— Exercises —
• A. For each statement, say whether it agrees with the urology text, giving yes or no and quoting the exact words of the text that decide it: (i) in the rat study, group 4 received 1,000 shock wave impacts; (ii) kidneys that received shock waves had fewer crystals than kidneys that did not; (iii) renal medullary carcinoma has no effective therapy currently available.
• B. Pick up the urology text after its final sentence and continue it.

====== Extract

The preferred treatment for upper urinary tract renal calculi is extracorporeal shock wave lithotripsy (ESWL®). However, this treatment can result in renal epithelial cell injury, an important factor in calculi formation, which may explain why ESWL is associated with a high rate of recurrent renal calculi. Previous studies of stone recurrence rates after ESWL have principally been clinical followup studies, limited by patient variability in terms of stone size, location and composition, and by the number and energy of shock waves that patients received. Therefore, definitive conclusions regarding the influence of ESWL on stone formation cannot be drawn from these studies.
Xue et al (page 762) from Shaanxi, China investigated the influence of kidney damage secondary to shock waves on calcium oxalate crystal retention in the kidney in 4 groups of rats. Group 1 served as controls, group 2 (sham) was given 25 ml 0.75% ethylene glycol daily for 14 days, group 3 received 15 kv, 1 Hz shock waves 500 times to the left kidney followed by 25 ml 0.75% ethylene glycol daily for 14 days, and group 4 received the same treatment as group 3 except the number of impacts was increased to 1,000. Both kidneys were removed at the end of the experiment. Kidney sections revealed that the kidneys that did not receive shock waves had fewer crystals than those that received a shock wave impact, which had crystals in major areas. The density of calcium oxalate increased with the number of shock wave impacts. The authors conclude that the kidney damage caused by shock wave therapy in their study was sufficient to trigger new stone formation in the presence of urinary calcium oxalate supersaturation, and that the quantity of stone formation was related to kidney injury severity. Their findings support previous studies demonstrating that renal tubular epithelial cell injury is a key factor in the stone formation process.
Topoisomerase II α and Renal Medullary Carcinoma
Renal medullary carcinoma (RMC) is a rare renal malignancy that primarily affects young patients with sickle cell hemoglobinopathy. RMC is an aggressive renal neoplasm without currently available effective therapy. Topoisomerase II α (TOP2A) is a gyrase involved in cell proliferation and DNA maintenance and repair, and it is a target of inhibiting agents such as anthracyclines. Prior studies demonstrated a correlation between TOP2A protein expression and clinical response to anti-TOP2A agents in cases of breast carcinoma and in tumor cell lines including renal cell carcinoma (RCC).

============
====== Record excerpts

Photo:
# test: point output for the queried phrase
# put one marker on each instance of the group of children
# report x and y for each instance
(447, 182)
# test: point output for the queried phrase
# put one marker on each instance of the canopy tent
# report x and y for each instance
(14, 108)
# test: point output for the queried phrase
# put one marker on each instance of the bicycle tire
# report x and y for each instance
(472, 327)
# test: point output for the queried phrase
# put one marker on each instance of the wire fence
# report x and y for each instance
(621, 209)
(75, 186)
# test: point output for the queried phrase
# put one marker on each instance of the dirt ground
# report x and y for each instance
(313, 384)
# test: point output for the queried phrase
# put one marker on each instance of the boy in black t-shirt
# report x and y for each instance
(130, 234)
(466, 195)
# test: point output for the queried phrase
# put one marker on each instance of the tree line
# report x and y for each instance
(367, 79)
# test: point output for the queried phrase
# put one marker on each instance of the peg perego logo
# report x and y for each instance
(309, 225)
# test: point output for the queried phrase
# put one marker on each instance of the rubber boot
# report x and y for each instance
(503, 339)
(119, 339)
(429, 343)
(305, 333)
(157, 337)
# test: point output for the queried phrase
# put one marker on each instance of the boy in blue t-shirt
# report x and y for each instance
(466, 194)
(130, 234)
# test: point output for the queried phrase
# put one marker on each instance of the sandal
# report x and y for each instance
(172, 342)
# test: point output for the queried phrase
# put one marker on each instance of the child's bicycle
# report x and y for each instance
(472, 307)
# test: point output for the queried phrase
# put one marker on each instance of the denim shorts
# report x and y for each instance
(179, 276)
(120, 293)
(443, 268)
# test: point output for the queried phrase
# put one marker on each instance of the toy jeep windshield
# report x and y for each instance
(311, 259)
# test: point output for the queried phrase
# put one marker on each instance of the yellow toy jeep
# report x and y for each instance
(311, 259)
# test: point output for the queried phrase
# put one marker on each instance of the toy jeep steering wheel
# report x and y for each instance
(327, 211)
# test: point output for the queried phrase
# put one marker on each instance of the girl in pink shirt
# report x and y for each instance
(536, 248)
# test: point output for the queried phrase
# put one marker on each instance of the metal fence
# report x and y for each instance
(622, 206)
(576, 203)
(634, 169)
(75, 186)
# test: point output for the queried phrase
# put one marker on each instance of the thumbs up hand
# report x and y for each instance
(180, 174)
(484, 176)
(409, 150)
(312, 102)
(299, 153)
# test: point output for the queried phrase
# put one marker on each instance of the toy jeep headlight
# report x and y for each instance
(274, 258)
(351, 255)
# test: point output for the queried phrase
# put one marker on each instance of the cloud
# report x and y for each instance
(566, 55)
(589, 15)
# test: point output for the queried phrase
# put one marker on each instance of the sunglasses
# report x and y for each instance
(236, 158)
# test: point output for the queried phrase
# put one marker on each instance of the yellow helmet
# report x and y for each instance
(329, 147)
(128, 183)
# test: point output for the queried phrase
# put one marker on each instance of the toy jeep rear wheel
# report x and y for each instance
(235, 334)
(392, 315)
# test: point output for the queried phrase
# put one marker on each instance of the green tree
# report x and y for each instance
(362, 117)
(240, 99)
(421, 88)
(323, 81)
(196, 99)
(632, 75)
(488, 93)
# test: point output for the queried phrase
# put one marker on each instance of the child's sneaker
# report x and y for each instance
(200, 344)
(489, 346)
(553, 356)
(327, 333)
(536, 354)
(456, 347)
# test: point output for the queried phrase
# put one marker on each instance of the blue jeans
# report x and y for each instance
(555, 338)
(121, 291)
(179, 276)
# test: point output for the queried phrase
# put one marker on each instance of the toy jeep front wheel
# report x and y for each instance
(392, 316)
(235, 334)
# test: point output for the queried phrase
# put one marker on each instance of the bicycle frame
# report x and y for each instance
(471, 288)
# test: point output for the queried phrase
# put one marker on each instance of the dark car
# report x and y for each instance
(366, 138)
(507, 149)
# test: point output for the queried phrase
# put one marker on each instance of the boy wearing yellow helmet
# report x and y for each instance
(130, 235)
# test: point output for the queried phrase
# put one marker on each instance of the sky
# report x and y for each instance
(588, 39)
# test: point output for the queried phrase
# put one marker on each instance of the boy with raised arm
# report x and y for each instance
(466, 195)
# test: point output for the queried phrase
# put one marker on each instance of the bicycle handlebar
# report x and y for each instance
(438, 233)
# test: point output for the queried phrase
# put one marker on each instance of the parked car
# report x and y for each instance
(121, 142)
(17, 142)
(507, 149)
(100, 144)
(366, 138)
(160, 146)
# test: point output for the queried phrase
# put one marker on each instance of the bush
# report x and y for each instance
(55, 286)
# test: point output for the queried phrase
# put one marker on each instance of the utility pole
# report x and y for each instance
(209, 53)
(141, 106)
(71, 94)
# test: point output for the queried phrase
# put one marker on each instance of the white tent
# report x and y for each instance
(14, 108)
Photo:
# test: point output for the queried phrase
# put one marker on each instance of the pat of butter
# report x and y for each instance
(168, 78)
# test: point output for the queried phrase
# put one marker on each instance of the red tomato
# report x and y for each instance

============

— Answers below —
• A.
(i) Yes: "group 4 received the same treatment as group 3 except the number of impacts was increased to 1,000."
(ii) No: "the kidneys that did not receive shock waves had fewer crystals than those that received a shock wave impact"
(iii) Yes: "RMC is an aggressive renal neoplasm without currently available effective therapy."

• B.
Albadine et al (page 735) from Baltimore, Maryland evaluated TOP2A expression in relation to the proliferation index and TOP2A gene copy number status in a series of 14 RMCs. Archival tissues obtained from 3 institutions were analyzed using monoclonal antibodies for TOP2A and Ki67. TOP2A gene copy number was evaluated using fluorescence in situ hybridization. Locus specific TOP2A gene and chromosome 17 centromere probes were used. Percentages of tumor cells with polysomic, eusomic or monosomic chromosome 17 status were also determined. TOP2A was over expressed in 11 of 13 (85%) RMCs (median 50%, range 1% to 80%). A high Ki67 proliferation index was noted in 13 of 14 tumors (median 87.5%, range 2% to 100%). Ki67 expression was greater than TOP2A expression in all 13 informative tumors. A strong, statistically significant correlation was found between TOP2A and Ki67 expression (pairwise CC 0.9, p = 0.0000). TOP2A over expression was associated with shorter survival. No TOP2A amplification was detected in any of the 14 RMCs including the 11 tumors with TOP2A over expression. TOP2A gene deletions were noted in 4 tumors, and of these 4 deletions 2 were associated with chromosome 17 monosomy and 2 were in eusomic chromosome 17 tumors. The authors conclude that TOP2A is over expressed in 85% of RMCs, potentially lending support for using TOP2A inhibitor agents to treat this aggressive renal tumor.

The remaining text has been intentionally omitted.